### Texte source

Ils étaient 100 000 en 1990, 241 000 en 2011 [1] et sont sans doute plus nombreux aujourd’hui : les pères solo sont-ils en passe de devenir des figures « banales » de notre société ?

1 Patrice Huerre : Les pères solo sont encore victimes de représentations sociales très ancrées, qui ne leur sont pas forcément favorables. Un père solo qui vient chercher son enfant à l’école et tombe sur une enseignante remplaçante se voit presque systématiquement demander sa carte d’identité. Cela n’arriverait pas avec une femme… Un homme qui prétend s’occuper seul de son enfant, cela reste un peu louche. En revanche, passé cette première étape de suspicion et une fois qu’il est identifié comme père solo, le regard porté sur lui se transforme totalement : il devient une sorte de héros, attire la compassion, surtout si sa femme est décédée ou a déserté le foyer familial. La gent féminine vibre pour cet homme méritant qui s’occupe si bien de ses enfants et voit en lui un père potentiel pour ses propres enfants ! Aura et attractivité dont bénéficient rarement les mères solo de la part de la gent masculine…

Quand un homme se retrouve projeté dans cette aventure, comment réagit-il ?

2 Les premiers temps, beaucoup sont fortement déstabilisés, car cela ne correspond pas à leur projet initial. Mais, en général, ils s’adaptent plutôt rapidement sur le plan matériel et dans la gestion du quotidien. Faire les courses, préparer à manger, s’occuper des devoirs, aller aux réunions de parents : rien de cela ne leur pose de problème fondamental. Ça n’est d’ailleurs pas très étonnant. Si le partage des tâches ménagères et des soins aux enfants reste encore très largement inégalitaire au sein des couples, les « nouveaux pères » mettent de plus en plus la main à la pâte. En revanche, les pères solo peinent davantage à ajuster leur position parentale dans ce contexte très particulier, à trouver la « bonne » manière d’être père sans mère à la maison.

######
### Données fournies

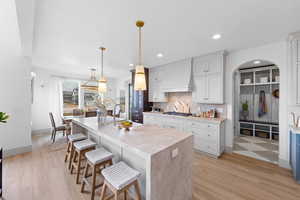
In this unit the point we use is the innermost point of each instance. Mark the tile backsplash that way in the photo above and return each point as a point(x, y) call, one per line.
point(186, 98)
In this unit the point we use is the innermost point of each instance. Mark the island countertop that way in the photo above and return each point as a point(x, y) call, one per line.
point(157, 153)
point(143, 139)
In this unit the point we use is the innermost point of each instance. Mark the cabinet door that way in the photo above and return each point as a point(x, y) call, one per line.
point(200, 91)
point(200, 66)
point(215, 88)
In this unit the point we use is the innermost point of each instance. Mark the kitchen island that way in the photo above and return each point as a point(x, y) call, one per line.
point(162, 155)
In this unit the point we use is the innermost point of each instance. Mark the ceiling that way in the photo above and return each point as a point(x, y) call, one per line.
point(67, 33)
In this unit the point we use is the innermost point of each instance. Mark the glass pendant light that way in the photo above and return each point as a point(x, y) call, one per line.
point(139, 78)
point(91, 84)
point(102, 83)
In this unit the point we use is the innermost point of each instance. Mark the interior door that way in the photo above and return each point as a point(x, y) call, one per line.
point(200, 94)
point(214, 88)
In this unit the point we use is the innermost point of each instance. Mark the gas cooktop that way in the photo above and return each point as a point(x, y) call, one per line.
point(178, 114)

######

- [Énoncé de l'exercice] Recopiez le passage du texte sur les pères solo qui commence par « 2 Les premiers » et se poursuit jusqu'à « à la maison. ».

- [Résultat de l'exercice]
2 Les premiers temps, beaucoup sont fortement déstabilisés, car cela ne correspond pas à leur projet initial. Mais, en général, ils s’adaptent plutôt rapidement sur le plan matériel et dans la gestion du quotidien. Faire les courses, préparer à manger, s’occuper des devoirs, aller aux réunions de parents : rien de cela ne leur pose de problème fondamental. Ça n’est d’ailleurs pas très étonnant. Si le partage des tâches ménagères et des soins aux enfants reste encore très largement inégalitaire au sein des couples, les « nouveaux pères » mettent de plus en plus la main à la pâte. En revanche, les pères solo peinent davantage à ajuster leur position parentale dans ce contexte très particulier, à trouver la « bonne » manière d’être père sans mère à la maison.